All records that follow are to be output exactly.

____ RECORDS SUPPLIED

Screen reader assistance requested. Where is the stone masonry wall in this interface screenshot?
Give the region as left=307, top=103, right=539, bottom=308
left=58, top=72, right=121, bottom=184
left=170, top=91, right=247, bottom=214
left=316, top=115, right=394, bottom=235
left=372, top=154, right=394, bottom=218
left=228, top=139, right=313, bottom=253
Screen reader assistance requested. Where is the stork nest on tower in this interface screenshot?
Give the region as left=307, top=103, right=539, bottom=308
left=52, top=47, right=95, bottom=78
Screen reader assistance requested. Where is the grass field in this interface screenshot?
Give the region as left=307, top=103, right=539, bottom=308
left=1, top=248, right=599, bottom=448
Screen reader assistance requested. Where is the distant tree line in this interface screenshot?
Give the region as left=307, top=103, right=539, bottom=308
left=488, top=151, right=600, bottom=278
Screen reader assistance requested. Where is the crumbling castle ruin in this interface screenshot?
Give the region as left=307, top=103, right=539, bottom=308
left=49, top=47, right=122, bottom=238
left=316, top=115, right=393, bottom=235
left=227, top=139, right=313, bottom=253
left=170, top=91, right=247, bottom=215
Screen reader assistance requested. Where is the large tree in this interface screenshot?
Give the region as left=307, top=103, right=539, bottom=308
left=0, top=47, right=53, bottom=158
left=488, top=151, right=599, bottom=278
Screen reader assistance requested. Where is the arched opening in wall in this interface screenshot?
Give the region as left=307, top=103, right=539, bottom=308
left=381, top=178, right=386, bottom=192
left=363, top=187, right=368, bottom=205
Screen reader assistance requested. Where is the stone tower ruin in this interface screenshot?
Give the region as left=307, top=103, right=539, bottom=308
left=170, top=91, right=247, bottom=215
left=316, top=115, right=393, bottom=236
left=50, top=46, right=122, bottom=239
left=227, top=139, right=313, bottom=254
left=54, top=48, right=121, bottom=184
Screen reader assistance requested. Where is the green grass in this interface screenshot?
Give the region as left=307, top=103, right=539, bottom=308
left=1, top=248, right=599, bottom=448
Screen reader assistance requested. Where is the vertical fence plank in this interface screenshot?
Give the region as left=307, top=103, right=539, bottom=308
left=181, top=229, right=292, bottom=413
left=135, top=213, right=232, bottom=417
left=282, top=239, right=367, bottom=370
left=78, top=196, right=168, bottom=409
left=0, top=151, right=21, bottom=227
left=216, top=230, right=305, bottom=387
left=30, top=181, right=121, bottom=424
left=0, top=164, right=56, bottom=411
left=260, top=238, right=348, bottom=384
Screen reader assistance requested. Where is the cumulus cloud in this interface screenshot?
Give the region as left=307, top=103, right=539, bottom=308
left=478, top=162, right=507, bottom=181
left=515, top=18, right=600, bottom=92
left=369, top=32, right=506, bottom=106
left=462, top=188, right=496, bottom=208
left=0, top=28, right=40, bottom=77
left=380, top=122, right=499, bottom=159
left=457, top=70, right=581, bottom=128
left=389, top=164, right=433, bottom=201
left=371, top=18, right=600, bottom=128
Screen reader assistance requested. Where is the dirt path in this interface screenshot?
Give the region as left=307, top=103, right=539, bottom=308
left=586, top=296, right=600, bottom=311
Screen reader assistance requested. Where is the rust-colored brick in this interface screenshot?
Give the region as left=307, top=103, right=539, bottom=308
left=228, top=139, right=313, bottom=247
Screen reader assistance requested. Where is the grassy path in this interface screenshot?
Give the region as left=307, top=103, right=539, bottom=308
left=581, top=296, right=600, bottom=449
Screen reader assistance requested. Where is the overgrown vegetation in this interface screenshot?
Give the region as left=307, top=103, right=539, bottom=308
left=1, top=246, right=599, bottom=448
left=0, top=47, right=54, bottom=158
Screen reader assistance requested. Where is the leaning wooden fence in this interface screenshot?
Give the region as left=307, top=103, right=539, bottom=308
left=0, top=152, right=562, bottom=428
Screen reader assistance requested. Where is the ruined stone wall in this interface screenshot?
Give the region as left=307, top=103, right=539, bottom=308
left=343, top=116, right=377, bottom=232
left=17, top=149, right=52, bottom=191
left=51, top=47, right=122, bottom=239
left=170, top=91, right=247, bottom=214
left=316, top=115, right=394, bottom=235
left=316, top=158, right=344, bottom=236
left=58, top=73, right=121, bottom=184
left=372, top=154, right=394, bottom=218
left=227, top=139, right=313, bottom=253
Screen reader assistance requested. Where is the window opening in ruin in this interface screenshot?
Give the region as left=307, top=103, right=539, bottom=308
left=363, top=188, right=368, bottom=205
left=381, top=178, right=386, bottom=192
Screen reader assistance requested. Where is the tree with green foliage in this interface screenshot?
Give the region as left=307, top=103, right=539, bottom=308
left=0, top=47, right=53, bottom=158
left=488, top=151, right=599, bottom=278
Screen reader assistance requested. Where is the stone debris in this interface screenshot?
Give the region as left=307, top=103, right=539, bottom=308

________

(EXERCISE RESPONSE)
Screen reader assistance requested. Where is the stone masonry wall in this interface screenshot?
Give the region as left=307, top=103, right=539, bottom=308
left=58, top=72, right=121, bottom=184
left=170, top=91, right=247, bottom=214
left=316, top=115, right=394, bottom=235
left=372, top=154, right=394, bottom=218
left=228, top=139, right=313, bottom=253
Screen reader assistance requested. Where is the stork nest on tower in this interface screenshot?
Give the region as left=307, top=103, right=539, bottom=308
left=52, top=47, right=95, bottom=78
Screen reader assistance requested. Where is the grass field in this interface screenshot?
Give the region as left=307, top=103, right=539, bottom=308
left=1, top=248, right=599, bottom=448
Screen reader assistance requested. Where is the distant tree line in this interface screenshot?
Give the region as left=307, top=103, right=539, bottom=308
left=488, top=151, right=600, bottom=278
Screen reader assistance requested. Where is the crumbling castle ruin in this interface screenshot?
Give the region as left=307, top=103, right=539, bottom=308
left=49, top=47, right=122, bottom=238
left=316, top=115, right=393, bottom=235
left=227, top=139, right=313, bottom=253
left=170, top=91, right=247, bottom=215
Screen reader assistance requested. Where is the large tree in this interface screenshot?
Give the region as left=307, top=103, right=539, bottom=308
left=0, top=47, right=53, bottom=158
left=488, top=151, right=599, bottom=278
Screen reader assistance requested. Where is the arched opening in wall in this interface screenshot?
Give the region as left=307, top=103, right=539, bottom=308
left=381, top=178, right=386, bottom=192
left=363, top=187, right=368, bottom=205
Screen reader assistance requested. Where is the stone tower ruin in this interface screenshot?
Give the region as left=307, top=103, right=539, bottom=308
left=170, top=91, right=247, bottom=215
left=316, top=115, right=393, bottom=236
left=50, top=46, right=122, bottom=239
left=227, top=139, right=313, bottom=254
left=54, top=48, right=121, bottom=184
Screen reader assistance requested. Where is the green grass in this interface screenshot?
Give the region as left=307, top=103, right=539, bottom=308
left=1, top=248, right=599, bottom=448
Screen reader assistance requested. Where is the vertical fence plank in this interface screenshot?
Give the region as left=307, top=103, right=539, bottom=308
left=181, top=229, right=292, bottom=413
left=135, top=213, right=232, bottom=417
left=282, top=239, right=367, bottom=370
left=78, top=196, right=168, bottom=409
left=0, top=151, right=21, bottom=227
left=216, top=230, right=305, bottom=387
left=30, top=181, right=121, bottom=424
left=0, top=164, right=56, bottom=411
left=260, top=238, right=348, bottom=384
Screen reader assistance requested. Where is the cumulus cloud in this interface screenshot?
Give the region as left=307, top=103, right=539, bottom=308
left=478, top=162, right=507, bottom=181
left=515, top=18, right=600, bottom=92
left=369, top=32, right=506, bottom=106
left=462, top=188, right=496, bottom=208
left=0, top=28, right=40, bottom=77
left=380, top=122, right=499, bottom=159
left=457, top=70, right=581, bottom=128
left=389, top=164, right=433, bottom=201
left=371, top=18, right=600, bottom=128
Screen reader assistance requested. Where is the dirt path in this interface screenshot?
Give the region as left=307, top=103, right=539, bottom=308
left=586, top=296, right=600, bottom=311
Screen reader assistance requested. Where is the rust-colored brick in this interface screenshot?
Give the region as left=307, top=103, right=539, bottom=308
left=228, top=139, right=313, bottom=247
Screen reader assistance requested. Where is the grassy path in this interface screenshot?
Give the region as left=307, top=103, right=539, bottom=308
left=581, top=296, right=600, bottom=449
Screen reader assistance requested. Where is the overgrown vegetation in this interface screenshot?
Give the region as left=307, top=103, right=539, bottom=308
left=1, top=246, right=599, bottom=448
left=0, top=47, right=54, bottom=158
Screen reader assistance requested. Where is the leaning wooden fence in this interface screenshot?
Give the region as left=307, top=103, right=539, bottom=308
left=0, top=152, right=562, bottom=428
Screen reader assistance requested. Where is the ruined stone wall in this interface screenshot?
Give the region as left=307, top=103, right=539, bottom=308
left=343, top=116, right=377, bottom=232
left=17, top=149, right=52, bottom=191
left=51, top=47, right=122, bottom=239
left=170, top=91, right=247, bottom=214
left=316, top=115, right=394, bottom=235
left=316, top=158, right=344, bottom=236
left=58, top=73, right=121, bottom=184
left=372, top=154, right=394, bottom=218
left=227, top=139, right=313, bottom=253
Screen reader assistance requested. Where is the window opening in ruin in this interface screenshot?
Give the region as left=307, top=103, right=539, bottom=308
left=363, top=188, right=368, bottom=205
left=381, top=178, right=386, bottom=192
Screen reader assistance requested. Where is the tree with green foliage in this interface screenshot?
Give the region as left=307, top=103, right=539, bottom=308
left=0, top=47, right=53, bottom=158
left=488, top=151, right=599, bottom=278
Screen reader assistance requested. Where is the stone debris in this interface screenshot?
Give the region as left=307, top=103, right=539, bottom=308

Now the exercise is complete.